- _PROBLEM STATEMENT_: The following entries should be restated word for word, pictures excluded.

THE DATA below:

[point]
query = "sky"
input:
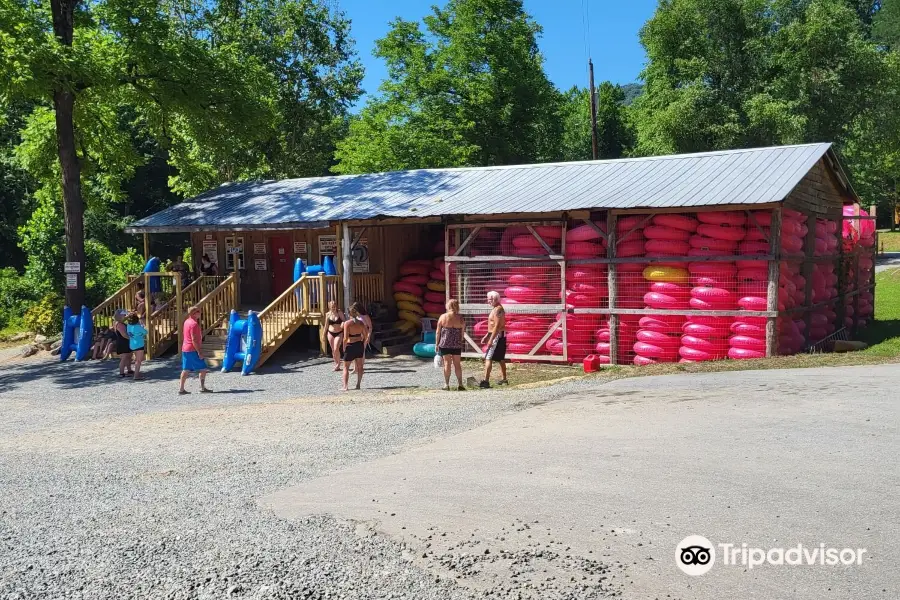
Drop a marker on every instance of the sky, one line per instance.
(613, 25)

End of THE DATA.

- _ANSWER TO THIS EXERCISE_:
[point]
query = "sky"
input:
Drop a marker on every instance of the sky, one line per instance.
(613, 25)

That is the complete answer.